[DOCUMENT PASSAGE]:
-- BEGIN --

First Chicago maintains that the letters from Attorney Tsarouchas, the affidavits of Branch Manager Gravenites and Records Manager Borkowitz, and the translations of the Act submitted by both sides amply establish that disclosure of the information sought is prohibited by Greek law. In response, the Government asserts that even the minimum formal requirement for proving foreign law has not been satisfied, in that First Chicago has failed to introduce a sworn affidavit by Greek counsel interpreting the Act. The attorney's letters, it points out, are unsworn, and the affidavits in the record are by nonlawyers. Further, the Government asserts there are discrepancies between the Library of Congress' and the Greek Ministry of Foreign Affairs' translations, and that it has not been properly established that the Act was and continues to remain in effect.

We cannot accept the Government's contentions. To begin with, a sworn statement by an attorney--that is to say, a written expert opinion--is not a prerequisite to proving foreign law. The Federal Rules of Civil Procedure provide in Rule 44.1:

A party who intends to raise an issue concerning the law of a foreign country shall give notice in his pleadings or other reasonable written notice. The court, in determining foreign law, may consider any relevant material or source, including testimony, whether or not submitted by a party or admissible under the Federal Rules of Evidence. The court's determination shall be treated as a ruling on a question of law.

-- END --

[REQUIRED ACTIONS]:
[a] In the court opinion excerpt, what does the Government say First Chicago failed to introduce?
[b] Carry on the court opinion excerpt on proving Greek law, beginning after its final sentence.
The listing is not needed for this work.

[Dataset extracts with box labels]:
-- BEGIN --

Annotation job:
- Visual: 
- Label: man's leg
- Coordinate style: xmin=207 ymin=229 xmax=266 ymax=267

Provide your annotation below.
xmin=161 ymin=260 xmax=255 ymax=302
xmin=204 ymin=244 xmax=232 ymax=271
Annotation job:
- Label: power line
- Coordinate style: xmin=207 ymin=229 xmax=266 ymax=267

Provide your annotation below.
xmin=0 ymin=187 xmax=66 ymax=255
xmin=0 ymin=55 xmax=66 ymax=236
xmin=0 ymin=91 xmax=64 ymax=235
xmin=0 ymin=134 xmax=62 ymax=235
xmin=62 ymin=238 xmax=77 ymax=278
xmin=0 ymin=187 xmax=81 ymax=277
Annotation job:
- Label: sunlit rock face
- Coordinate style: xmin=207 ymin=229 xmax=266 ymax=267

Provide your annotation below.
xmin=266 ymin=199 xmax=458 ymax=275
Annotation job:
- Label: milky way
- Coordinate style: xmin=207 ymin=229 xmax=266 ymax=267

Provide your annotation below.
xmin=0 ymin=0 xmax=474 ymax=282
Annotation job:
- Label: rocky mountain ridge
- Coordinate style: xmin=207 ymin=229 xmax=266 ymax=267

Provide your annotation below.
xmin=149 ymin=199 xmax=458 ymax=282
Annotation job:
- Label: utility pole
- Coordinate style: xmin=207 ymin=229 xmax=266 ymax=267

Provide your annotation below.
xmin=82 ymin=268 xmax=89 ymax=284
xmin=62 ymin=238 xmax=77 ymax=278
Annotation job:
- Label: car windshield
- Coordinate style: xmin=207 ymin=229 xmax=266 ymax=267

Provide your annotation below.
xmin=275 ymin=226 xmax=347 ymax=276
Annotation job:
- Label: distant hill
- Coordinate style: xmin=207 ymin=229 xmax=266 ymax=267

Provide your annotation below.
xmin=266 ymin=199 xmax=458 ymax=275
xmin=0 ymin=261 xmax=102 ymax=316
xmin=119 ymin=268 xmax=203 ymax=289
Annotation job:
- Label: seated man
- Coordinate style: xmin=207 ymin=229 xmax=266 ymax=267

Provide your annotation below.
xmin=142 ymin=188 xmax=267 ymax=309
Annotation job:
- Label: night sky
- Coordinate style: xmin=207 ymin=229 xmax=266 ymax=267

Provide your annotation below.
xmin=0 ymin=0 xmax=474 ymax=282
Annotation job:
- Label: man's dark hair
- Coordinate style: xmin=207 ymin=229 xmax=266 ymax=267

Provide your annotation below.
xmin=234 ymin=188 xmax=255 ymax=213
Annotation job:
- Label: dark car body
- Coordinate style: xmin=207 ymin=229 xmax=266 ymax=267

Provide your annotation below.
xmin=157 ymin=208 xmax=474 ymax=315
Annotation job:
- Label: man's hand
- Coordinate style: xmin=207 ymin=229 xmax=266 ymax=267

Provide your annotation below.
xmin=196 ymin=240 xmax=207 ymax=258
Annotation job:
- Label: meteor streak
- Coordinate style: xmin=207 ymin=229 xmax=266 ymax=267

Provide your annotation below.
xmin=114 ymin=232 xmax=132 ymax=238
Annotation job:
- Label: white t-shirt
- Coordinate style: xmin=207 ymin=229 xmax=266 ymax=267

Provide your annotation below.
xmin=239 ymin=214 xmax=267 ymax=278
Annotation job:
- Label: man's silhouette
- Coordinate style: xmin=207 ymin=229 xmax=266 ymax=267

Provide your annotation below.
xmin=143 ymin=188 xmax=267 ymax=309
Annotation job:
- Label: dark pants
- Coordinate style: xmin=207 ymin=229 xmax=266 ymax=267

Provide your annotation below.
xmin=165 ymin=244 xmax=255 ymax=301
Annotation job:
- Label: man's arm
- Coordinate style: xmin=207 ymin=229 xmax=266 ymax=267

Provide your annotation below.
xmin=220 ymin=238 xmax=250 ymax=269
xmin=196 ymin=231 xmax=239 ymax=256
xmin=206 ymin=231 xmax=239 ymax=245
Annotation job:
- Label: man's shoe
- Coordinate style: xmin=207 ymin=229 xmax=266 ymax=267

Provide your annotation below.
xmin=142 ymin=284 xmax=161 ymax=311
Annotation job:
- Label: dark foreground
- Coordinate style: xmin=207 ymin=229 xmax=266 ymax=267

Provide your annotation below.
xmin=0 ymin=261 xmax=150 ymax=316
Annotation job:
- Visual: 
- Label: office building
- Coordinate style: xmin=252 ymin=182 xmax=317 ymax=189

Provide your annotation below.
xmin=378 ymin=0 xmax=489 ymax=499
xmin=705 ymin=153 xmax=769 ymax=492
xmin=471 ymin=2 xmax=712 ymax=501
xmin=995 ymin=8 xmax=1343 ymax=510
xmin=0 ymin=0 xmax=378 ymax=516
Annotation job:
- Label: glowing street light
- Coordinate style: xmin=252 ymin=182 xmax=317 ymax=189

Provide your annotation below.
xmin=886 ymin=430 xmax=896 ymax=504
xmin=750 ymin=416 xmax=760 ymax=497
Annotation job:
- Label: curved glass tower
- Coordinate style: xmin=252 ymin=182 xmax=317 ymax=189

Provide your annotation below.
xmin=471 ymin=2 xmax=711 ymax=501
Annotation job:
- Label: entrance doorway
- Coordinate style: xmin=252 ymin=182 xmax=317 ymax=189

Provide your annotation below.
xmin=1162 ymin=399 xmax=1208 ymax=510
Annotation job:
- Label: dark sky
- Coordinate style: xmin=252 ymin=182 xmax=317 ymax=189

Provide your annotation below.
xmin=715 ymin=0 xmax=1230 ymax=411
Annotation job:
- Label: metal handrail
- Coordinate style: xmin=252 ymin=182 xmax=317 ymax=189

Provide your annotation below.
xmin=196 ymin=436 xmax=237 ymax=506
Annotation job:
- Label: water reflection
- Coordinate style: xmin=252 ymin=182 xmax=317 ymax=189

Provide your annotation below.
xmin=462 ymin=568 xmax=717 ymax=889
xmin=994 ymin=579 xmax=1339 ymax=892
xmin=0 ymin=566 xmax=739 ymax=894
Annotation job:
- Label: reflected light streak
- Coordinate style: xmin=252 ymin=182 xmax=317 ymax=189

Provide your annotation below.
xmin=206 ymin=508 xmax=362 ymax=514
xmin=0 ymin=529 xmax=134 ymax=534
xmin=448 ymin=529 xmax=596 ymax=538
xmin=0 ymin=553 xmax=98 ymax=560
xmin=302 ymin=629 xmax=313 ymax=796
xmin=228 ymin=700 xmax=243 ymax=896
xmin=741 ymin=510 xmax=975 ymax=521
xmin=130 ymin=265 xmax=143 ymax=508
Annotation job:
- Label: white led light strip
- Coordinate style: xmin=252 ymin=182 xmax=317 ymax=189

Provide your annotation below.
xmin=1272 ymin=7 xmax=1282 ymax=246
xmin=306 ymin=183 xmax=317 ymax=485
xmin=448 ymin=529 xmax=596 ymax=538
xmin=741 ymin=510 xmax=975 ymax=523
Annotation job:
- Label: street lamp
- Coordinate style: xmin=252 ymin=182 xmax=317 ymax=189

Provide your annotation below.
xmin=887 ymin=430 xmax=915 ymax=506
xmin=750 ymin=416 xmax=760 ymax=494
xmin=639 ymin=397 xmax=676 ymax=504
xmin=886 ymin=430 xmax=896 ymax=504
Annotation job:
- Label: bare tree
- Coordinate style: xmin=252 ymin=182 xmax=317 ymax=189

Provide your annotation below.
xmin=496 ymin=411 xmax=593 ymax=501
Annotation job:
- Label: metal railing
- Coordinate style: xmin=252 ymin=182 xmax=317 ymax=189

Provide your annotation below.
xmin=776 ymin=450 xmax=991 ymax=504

-- END --

[ANSWERS BELOW]:
[a] A sworn affidavit by Greek counsel interpreting the Act.

[b]
(Emphasis added.)

A major treatise interpreting this Rule states:

[T]he court may consider any material the parties wish to present.... In addition to primary materials and expert testimony, a litigant may present any other information concerning foreign law that he believes will further his cause.... The trial judge is free to accept these items and to give them whatever probative value he thinks they deserve....

... An expert witness is not required to meet any special qualifications. Indeed he need not even be admitted to practice in the country whose law is in issue.

9 C. Wright & A. Miller, Federal Practice & Procedure Sec. 2444, at 406 (1971). Thus, there can be no doubt that the district court was entitled to consider the letters, affidavits, and translations before it, and could properly have based its determination on that evidence.

Because the district court did not issue an opinion detailing its reasons enforcing the summons, we do not know whether it found that First Chicago had failed to prove that Greek law forbade the disclosure or whether it determined that such a showing was made but was nonetheless insufficient to prevent enforcement. However, this uncertainty does...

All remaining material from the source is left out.